→ COMPITO ASSEGNATO 1: Riscrivi in forma più breve il paragrafo del testo sugli atti persecutori che comincia con "Il delitto di atti persecutori di cui all’art. 612 bis", mantenendone i fatti principali.
→ COMPITO ASSEGNATO 2: Nel testo sugli atti persecutori, come hanno qualificato il reato i Giudici di legittimità?
→ COMPITO ASSEGNATO 3: Prosegui il testo sugli atti persecutori, riprendendo subito dopo la sua ultima frase.

→ TESTO IN ESAME:
-=-=-

3.    Gli atti persecutori alla luce del recente orientamento interpretativo invalso nella Suprema Corte

 

Il delitto di atti persecutori di cui all’art. 612 bis[5],è stato collocato de jure condito dal legislatore tramite la c.d. tecnica dell’aggiunzione normativa fra i delitti contro la libertà morale[6]. In via preliminare, va precisato che è un reato comune ovverosia può essere perpetrato da chiunque, nei confronti di qualunque altra persona a prescindere dal genere e dall’età perciò la vittima è fungibile.

Nondimeno, in dottrina[7] ci sono state perplessità sulla qualificazione giuridica di taluni atti vessatori posti in essere dal reo in quanto alcune singole condotte potrebbero essere penalmente irrilevanti e non punibili autonomamente, ma la giurisprudenza[8] ha chiarito che vanno valutate nella loro articolazione complessiva divenendo rilevanti ai fini dell’integrazione del reato, viceversa alcune condotte potrebbero essere previste e punite da altre norme penali si pensi ad esempio alle minacce, al danneggiamento, ecc.

Infatti, la norma de qua inizia con la locuzione: «Salvo che il fatto costituisca più grave reato…» e questo in termini giuridici è una clausola di esclusione del concorso che fa un rinvio al c.d. principio di consunzione tra norme penali[9] quando esse tutelano un medesimo bene giuridico – perciò si verifica l’assorbimento del reato minore in quello maggiore – sicché qualora il reo avesse commesso un più grave reato sarà applicata la norma penale più severa inerente a quest’ultimo, tuttavia un indirizzo minoritario[10] non ha escluso in talune circostanze un potenziale concorso di reati[11].

In ambito socio-criminologico l’elemento specializzante della condotta antigiuridica è contraddistinto dall’unilateralità dell’approccio relazionale dello stalker col soggetto passivo (la vittima), molte volte quest’ultima è una donna che ha avuto una qualche pregressa correlazione – anche di natura non sentimentale – col reo e che diviene bersaglio di una sistematica ripetizione di comportamenti intrusivi e assillanti[12]. Inoltre è stato qualificato dai Giudici di legittimità come reato abituale[13] a struttura causale in quanto la reiterazione delle condotte costituisce un elemento essenziale previsto dalla fattispecie incriminatrice[14].

-=-=-

→ DATI DI INPUT:
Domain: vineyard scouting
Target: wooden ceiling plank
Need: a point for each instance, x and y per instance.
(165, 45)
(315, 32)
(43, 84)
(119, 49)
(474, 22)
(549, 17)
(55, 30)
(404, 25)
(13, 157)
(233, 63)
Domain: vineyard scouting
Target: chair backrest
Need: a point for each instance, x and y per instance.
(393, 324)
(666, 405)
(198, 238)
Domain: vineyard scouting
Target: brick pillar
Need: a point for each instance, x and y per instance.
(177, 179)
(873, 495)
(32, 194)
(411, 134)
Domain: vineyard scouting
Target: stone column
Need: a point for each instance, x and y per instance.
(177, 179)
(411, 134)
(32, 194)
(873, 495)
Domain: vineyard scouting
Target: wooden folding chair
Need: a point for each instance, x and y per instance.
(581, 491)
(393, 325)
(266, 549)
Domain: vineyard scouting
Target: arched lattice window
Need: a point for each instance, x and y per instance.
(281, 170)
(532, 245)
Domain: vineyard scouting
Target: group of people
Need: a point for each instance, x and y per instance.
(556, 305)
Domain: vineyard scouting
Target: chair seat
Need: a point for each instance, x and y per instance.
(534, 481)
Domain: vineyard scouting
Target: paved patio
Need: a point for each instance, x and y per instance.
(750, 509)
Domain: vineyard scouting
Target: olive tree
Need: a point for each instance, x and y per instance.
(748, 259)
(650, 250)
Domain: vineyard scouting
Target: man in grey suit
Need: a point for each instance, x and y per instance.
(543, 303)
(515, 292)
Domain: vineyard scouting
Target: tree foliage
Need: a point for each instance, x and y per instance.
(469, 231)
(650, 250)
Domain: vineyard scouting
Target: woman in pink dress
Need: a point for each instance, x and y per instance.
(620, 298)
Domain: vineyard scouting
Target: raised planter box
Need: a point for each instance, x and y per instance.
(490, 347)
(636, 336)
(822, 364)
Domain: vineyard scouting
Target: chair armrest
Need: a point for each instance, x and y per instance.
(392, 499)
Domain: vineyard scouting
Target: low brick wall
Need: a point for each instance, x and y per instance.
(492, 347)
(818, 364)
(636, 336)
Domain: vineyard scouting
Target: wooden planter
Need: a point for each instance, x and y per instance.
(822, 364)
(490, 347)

-=-=-

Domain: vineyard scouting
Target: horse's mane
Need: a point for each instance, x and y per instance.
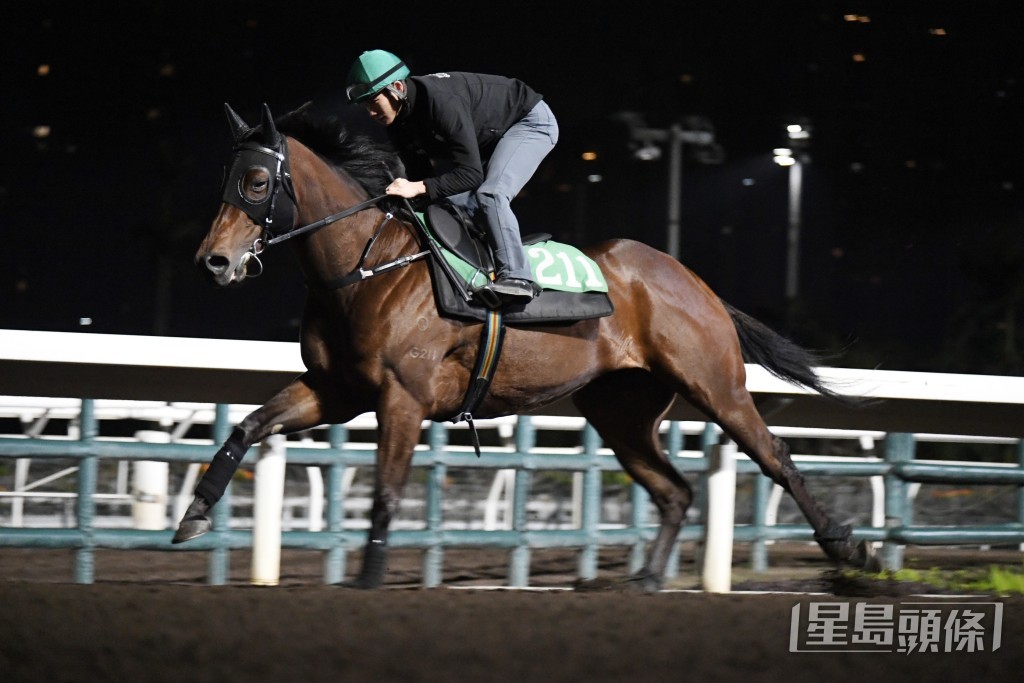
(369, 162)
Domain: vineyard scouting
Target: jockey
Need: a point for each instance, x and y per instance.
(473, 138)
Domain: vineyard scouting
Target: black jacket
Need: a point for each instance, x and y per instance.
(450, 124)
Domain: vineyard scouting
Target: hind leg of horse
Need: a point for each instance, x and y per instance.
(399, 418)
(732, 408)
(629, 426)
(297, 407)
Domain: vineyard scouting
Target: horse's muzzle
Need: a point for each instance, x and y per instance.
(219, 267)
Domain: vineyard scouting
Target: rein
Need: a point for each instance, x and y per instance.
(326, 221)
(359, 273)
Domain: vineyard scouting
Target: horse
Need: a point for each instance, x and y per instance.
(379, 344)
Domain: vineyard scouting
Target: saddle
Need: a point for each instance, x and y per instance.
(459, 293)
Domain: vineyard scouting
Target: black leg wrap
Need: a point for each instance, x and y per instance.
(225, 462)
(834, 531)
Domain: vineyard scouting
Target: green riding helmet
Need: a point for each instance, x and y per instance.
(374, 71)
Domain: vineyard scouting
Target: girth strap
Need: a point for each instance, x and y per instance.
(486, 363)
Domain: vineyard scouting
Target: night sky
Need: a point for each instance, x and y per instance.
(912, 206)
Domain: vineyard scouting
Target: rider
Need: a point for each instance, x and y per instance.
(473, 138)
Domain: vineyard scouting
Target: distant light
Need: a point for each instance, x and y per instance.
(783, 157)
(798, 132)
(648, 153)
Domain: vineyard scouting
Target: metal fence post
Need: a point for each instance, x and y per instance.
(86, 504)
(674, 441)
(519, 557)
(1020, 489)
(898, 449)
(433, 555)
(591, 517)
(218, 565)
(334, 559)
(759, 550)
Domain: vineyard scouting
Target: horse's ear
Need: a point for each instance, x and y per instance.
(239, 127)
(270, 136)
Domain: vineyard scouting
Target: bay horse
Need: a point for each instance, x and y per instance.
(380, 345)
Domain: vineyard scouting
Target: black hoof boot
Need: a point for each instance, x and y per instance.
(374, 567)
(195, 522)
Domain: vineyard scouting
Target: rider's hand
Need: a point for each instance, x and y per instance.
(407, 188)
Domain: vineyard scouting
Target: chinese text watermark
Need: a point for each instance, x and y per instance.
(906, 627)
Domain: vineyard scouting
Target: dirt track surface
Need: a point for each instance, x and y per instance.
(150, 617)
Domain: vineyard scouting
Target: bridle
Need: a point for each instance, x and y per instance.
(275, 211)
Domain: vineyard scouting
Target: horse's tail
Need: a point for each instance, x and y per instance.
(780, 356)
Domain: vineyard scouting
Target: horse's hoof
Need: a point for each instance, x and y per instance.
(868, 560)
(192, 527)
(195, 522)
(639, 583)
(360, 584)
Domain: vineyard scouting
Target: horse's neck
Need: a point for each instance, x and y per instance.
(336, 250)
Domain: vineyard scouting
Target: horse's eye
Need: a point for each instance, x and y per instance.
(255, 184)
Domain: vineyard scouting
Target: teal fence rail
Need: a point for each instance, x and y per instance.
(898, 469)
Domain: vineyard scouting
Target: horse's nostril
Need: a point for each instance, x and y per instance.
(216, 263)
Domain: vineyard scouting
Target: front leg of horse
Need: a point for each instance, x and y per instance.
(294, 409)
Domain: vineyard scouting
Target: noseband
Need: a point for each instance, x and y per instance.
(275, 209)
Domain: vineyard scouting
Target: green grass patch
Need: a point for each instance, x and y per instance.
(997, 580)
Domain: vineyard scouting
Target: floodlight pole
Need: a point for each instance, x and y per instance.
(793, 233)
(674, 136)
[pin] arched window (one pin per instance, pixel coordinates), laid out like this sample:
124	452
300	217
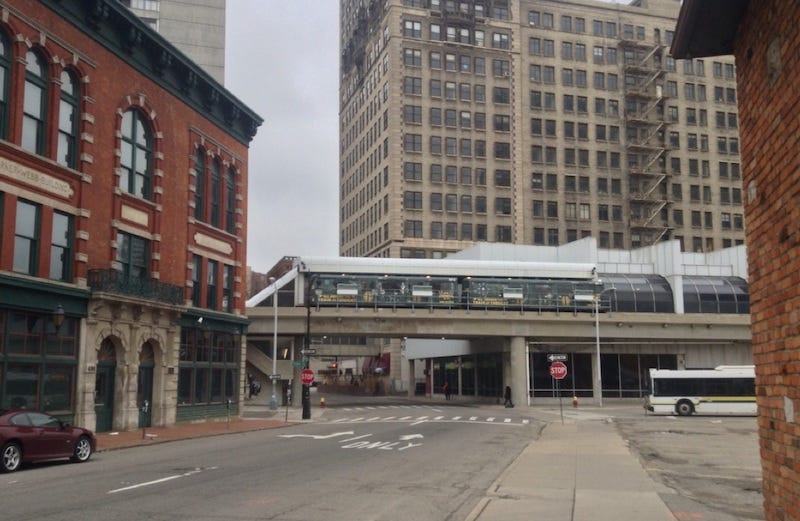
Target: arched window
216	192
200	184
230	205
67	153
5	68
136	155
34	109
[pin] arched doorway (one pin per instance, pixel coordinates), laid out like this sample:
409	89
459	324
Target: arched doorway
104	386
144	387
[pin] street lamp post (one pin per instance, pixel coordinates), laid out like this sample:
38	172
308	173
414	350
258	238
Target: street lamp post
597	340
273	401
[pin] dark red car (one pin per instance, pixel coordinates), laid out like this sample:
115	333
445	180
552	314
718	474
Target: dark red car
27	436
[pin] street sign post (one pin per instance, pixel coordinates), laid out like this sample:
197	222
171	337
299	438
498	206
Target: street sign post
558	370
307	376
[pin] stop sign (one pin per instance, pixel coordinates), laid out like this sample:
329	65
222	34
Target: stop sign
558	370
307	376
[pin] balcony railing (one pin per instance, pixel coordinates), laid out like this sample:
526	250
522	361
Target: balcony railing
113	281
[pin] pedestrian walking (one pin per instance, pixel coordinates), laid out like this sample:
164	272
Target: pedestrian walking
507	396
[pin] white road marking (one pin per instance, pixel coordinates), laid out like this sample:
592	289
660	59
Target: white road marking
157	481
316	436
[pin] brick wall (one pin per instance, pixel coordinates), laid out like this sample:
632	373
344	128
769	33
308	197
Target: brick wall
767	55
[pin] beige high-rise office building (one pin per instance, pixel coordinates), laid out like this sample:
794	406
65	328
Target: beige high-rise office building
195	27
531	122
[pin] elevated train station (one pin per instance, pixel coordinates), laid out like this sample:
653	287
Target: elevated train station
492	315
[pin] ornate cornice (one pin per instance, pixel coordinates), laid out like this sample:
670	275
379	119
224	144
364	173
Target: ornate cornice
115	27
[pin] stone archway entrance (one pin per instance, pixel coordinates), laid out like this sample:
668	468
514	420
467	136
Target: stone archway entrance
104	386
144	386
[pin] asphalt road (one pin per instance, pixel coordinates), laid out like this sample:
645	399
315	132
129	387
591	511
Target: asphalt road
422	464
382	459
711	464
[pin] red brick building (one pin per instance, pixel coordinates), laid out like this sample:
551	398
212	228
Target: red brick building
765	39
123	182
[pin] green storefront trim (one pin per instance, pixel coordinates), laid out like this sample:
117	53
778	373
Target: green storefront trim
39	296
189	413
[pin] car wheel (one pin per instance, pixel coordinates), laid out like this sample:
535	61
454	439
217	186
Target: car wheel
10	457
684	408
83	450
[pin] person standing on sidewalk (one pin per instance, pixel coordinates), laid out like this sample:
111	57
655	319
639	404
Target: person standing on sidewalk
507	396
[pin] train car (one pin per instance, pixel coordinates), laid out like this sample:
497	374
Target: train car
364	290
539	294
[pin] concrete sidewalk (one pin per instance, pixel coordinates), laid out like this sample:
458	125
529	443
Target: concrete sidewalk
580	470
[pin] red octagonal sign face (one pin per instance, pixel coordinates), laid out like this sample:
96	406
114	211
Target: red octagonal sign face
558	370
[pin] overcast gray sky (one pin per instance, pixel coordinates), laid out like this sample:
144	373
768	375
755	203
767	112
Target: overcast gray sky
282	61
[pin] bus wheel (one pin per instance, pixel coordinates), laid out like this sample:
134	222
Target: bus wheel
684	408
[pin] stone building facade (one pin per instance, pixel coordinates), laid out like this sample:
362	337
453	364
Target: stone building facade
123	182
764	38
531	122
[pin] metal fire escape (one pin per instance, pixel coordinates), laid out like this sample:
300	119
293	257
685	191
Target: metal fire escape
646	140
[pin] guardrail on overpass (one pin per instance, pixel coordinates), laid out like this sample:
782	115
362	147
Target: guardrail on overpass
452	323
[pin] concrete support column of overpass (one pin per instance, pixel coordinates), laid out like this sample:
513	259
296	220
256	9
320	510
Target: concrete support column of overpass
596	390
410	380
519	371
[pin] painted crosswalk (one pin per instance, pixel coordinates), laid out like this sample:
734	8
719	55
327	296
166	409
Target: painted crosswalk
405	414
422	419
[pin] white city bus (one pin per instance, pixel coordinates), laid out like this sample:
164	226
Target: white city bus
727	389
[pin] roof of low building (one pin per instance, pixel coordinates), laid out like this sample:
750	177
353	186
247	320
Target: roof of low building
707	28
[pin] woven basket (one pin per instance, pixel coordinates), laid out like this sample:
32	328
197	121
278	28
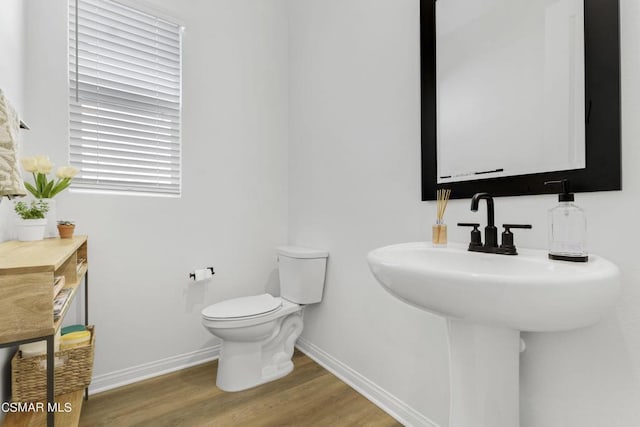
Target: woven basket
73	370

-=-=-

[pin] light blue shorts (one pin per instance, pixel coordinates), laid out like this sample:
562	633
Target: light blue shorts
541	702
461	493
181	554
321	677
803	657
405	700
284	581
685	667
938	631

-=-=-

→ SPAZIO RISPOSTA 1: Il delitto di atti persecutori (art. 612 bis) è stato collocato dal legislatore, con la tecnica dell'aggiunzione normativa, fra i delitti contro la libertà morale. È un reato comune: chiunque può commetterlo contro qualunque persona, a prescindere da genere ed età, quindi la vittima è fungibile.

→ SPAZIO RISPOSTA 2: Come reato abituale a struttura causale.

→ SPAZIO RISPOSTA 3:
A tal proposito, è stato precisato dalla Suprema Corte[15] che possano integrare la fattispecie delittuosa de qua anche condotte reiterate in un arco di tempo molto ridotto anche di una sola giornata, purché si tratti di atti autonomi e tipizzati dalla norma penale. Comunque, a prescindere dal tempus commissi delicti, è sempre necessario ai fini del perfezionamento del reato accertare l’effettiva sussistenza del nesso di causalità materiale tra le condotte vessatorie reiterate e gli eventi tipici previsti dalla fattispecie incriminatrice astratta.

Per questi motivi, la Corte di Cassazione[16] ha ritenuto inapplicabile al delitto de quo la causa di esclusione della punibilità per particolare tenuità del fatto, dato che la reiterazione della condotta tipica integra necessariamente la fattispecie incriminatrice medesima.

Difatti, la giurisprudenza di legittimità ha ritenuto che per il perfezionamento del reato sia sufficiente porre in essere soltanto due condotte di minaccia o di molestia[17], perciò la Suprema Corte ha sottolineato che il delitto di atti persecutori «è un reato che prevede eventi alternativi, ma anche progressivamente declinati, laddove allo stato d’ansia e di paura – ex se sufficiente all’integrazione del reato – consegua il mutamento delle abitudini di vita» [18].

Sebbene in quest’ultimo caso in varie pronunce[19] la Corte di Cassazione si è soffermata sulle conseguenze emotive della costrizione sulle abitudini di vita subite dalla persona offesa dal reato.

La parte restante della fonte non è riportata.